#### [AIM OF THE TASK]
Render every line of the data below as a numbered list, omitting any blank lines.

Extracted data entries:

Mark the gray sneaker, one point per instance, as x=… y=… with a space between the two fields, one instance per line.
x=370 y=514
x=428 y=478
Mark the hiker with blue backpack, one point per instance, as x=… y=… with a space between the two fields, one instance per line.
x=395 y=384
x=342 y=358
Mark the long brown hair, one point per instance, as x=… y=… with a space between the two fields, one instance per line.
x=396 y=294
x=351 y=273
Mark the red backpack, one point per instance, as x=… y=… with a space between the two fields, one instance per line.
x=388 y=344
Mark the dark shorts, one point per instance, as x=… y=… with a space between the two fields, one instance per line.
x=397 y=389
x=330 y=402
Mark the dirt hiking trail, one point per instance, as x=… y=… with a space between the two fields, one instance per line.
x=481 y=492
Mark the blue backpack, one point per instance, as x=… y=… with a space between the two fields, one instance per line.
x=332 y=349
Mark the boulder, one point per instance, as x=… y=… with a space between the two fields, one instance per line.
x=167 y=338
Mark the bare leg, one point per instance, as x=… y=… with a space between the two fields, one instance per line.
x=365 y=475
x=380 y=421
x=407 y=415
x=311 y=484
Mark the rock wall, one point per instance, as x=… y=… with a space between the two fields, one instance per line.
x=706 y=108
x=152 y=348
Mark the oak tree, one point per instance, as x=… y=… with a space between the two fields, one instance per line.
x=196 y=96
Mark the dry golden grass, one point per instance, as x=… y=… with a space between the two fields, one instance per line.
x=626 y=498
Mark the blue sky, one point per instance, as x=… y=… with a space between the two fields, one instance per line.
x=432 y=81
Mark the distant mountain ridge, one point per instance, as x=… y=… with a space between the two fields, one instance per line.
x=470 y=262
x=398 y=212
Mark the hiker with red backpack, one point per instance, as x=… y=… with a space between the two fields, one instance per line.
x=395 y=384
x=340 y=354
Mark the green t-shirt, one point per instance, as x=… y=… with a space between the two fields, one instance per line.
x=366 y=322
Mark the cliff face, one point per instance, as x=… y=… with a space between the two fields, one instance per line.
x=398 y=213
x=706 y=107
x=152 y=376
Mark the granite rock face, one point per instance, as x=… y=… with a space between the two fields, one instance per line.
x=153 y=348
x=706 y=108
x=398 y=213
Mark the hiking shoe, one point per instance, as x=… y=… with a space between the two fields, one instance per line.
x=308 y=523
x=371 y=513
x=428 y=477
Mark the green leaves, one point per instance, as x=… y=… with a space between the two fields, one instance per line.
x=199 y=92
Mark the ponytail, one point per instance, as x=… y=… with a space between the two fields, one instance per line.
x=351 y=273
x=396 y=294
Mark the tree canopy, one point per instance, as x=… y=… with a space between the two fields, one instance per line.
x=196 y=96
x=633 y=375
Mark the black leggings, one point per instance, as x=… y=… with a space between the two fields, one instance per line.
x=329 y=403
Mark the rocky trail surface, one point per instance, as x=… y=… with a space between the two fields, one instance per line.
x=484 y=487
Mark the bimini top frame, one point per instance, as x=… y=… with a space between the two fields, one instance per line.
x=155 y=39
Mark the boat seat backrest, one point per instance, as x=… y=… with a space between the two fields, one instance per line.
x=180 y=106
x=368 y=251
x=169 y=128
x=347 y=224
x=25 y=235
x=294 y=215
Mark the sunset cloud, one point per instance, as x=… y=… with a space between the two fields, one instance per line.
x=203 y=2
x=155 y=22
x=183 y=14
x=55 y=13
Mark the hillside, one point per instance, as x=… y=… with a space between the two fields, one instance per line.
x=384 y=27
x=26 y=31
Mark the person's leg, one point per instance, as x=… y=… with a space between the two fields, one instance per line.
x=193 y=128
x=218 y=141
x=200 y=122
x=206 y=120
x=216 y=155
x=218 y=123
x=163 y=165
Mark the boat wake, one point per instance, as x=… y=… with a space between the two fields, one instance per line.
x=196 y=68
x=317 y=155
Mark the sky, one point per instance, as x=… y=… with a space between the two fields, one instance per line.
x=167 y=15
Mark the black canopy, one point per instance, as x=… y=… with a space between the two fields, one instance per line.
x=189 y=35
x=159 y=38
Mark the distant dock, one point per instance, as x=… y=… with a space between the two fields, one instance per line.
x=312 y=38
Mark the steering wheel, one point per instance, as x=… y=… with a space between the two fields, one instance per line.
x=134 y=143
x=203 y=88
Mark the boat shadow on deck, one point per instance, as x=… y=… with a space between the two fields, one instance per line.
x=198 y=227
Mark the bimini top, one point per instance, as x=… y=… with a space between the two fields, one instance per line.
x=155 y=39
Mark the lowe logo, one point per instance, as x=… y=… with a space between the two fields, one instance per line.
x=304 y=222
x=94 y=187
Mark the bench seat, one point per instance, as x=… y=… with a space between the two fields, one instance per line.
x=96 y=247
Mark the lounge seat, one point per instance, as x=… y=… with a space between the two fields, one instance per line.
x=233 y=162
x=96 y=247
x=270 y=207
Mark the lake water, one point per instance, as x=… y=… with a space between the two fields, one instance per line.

#### [RESULT]
1. Mark the gray sneaker, one point per instance, as x=… y=… with a space between the two fields, one instance per line.
2. x=370 y=514
3. x=428 y=478
4. Mark the hiker with blue backpack, one point per instance, as x=… y=… with a space between the two fields, one instance per line.
5. x=395 y=384
6. x=342 y=358
7. Mark the long brown hair, one point per instance, as x=… y=… with a space between the two fields, one instance per line.
8. x=396 y=294
9. x=351 y=273
10. Mark the red backpack, one point per instance, as x=… y=… with a space between the two fields, one instance per line.
11. x=388 y=344
12. Mark the dark shorts, one point per instance, as x=… y=… with a space between the two fields, one instance per line.
13. x=397 y=389
14. x=330 y=402
15. Mark the dirt hiking trail, one point per instance, as x=… y=… with a space between the two fields, one instance per line.
16. x=481 y=492
17. Mark the blue backpack, one point per instance, as x=… y=… with a space between the two fields, one instance per line.
18. x=332 y=349
19. Mark the boulder, one point per instance, as x=… y=… with a space between the two fields, one instance per line.
20. x=167 y=338
21. Mark the bare leg, one point per instance, as x=… y=… with a space between the two fields, one instance per line.
22. x=365 y=475
23. x=380 y=421
24. x=407 y=415
25. x=311 y=484
26. Mark the rock wall, one point per instance, as x=… y=… with a space between the two fields, one instance per line.
27. x=706 y=108
28. x=152 y=348
29. Mark the oak tree, one point per instance, as x=… y=… with a space between the two fields, one instance per line.
30. x=196 y=96
31. Mark the dry golden grass, one point per instance, as x=… y=… with a space between the two fields, one instance per line.
32. x=626 y=498
33. Mark the blue sky, one point per instance, as x=… y=… with a space between the two fields, one instance per line.
34. x=432 y=81
35. Mark the distant mountain ridge, one point per instance, as x=… y=… with a space between the two fields, one instance per line.
36. x=470 y=262
37. x=398 y=212
38. Mark the hiker with red backpack, one point per instance, as x=… y=… with a space between the two fields, one instance per line.
39. x=395 y=384
40. x=340 y=354
41. Mark the green t-shirt, one point per instance, as x=… y=… with a space between the two fields, one instance per line.
42. x=366 y=322
43. Mark the cliff face, one point per instance, as x=… y=… with a space between the two fields, one instance per line.
44. x=398 y=213
45. x=706 y=107
46. x=152 y=376
47. Mark the granite rock face, one point per instance, as x=… y=… with a space between the two fields, one instance per line.
48. x=153 y=348
49. x=706 y=108
50. x=398 y=213
51. Mark the hiking shoe, one point per instance, as x=… y=… with a space between the two fields, one instance per line.
52. x=308 y=523
53. x=371 y=513
54. x=428 y=477
55. Mark the green leaves, one point per instance, as x=… y=… with a space between the two fields, one instance per line.
56. x=199 y=92
57. Mark the ponytail, one point per instance, as x=… y=… with a space between the two fields, one instance per line.
58. x=351 y=273
59. x=396 y=294
60. Mark the tree canopy, one point per instance, as x=… y=… with a space between the two fields, one instance per line.
61. x=196 y=96
62. x=633 y=375
63. Mark the black leggings, one point per instance, as x=… y=… with a space between the two fields, one instance per line.
64. x=329 y=403
65. Mark the rocky trail surface, one point per instance, as x=… y=… with a space between the two fields, one instance per line.
66. x=484 y=487
67. Mark the bimini top frame, one point per instance, as x=… y=… with a space between the two fields, one instance per line.
68. x=155 y=39
69. Mark the boat seat backrest, one point per instance, as x=… y=… with a space between the two fields, one instance per line.
70. x=180 y=106
71. x=368 y=251
72. x=169 y=128
73. x=347 y=224
74. x=25 y=235
75. x=294 y=215
76. Mark the sunset cloud, one point per instance, as x=… y=… with a space between the two fields, one instance per line.
77. x=203 y=2
78. x=155 y=22
79. x=183 y=14
80. x=55 y=13
81. Mark the hillside, one point per instance, as x=… y=… with a space between the two fields, one instance per line.
82. x=384 y=27
83. x=26 y=31
84. Mark the person's leg, one point per instance, as x=… y=… with a space between the two fields, one instance per line.
85. x=193 y=128
86. x=218 y=141
87. x=200 y=122
88. x=206 y=120
89. x=216 y=155
90. x=218 y=123
91. x=163 y=165
92. Mark the boat wake, one point per instance, as x=… y=… with a space between the two fields, one instance per line.
93. x=196 y=68
94. x=317 y=155
95. Mark the sky, one point per instance, as x=… y=… with a space between the two fields, one instance per line.
96. x=167 y=15
97. Mark the black canopy, one point per instance, as x=… y=… with a space between the two fields, one instance per line.
98. x=189 y=35
99. x=159 y=38
100. Mark the distant dock, one point per instance, as x=… y=… with a space between the two fields, one instance per line.
101. x=312 y=38
102. Mark the steering wheel, one point per instance, as x=… y=… with a space between the two fields, one instance per line.
103. x=134 y=143
104. x=203 y=88
105. Mark the boat shadow on deck, one point per instance, as x=… y=… with a space between the two fields, one instance per line.
106. x=198 y=227
107. Mark the bimini top, one point per instance, as x=… y=… with a space between the two fields, one instance per line.
108. x=155 y=39
109. Mark the lowe logo, one point per instance, as x=… y=… with a space between the two fields, one instance per line.
110. x=304 y=222
111. x=94 y=187
112. Mark the bench seat, one point per instance, as x=… y=… with a space between the two fields, one instance per line.
113. x=96 y=247
114. Mark the lounge seat, one point per instance, as x=… y=… with a space between the two fields, one instance per line.
115. x=233 y=162
116. x=96 y=247
117. x=270 y=207
118. Mark the lake water, one point per instance, as x=… y=… with a space between the two fields, one instance per line.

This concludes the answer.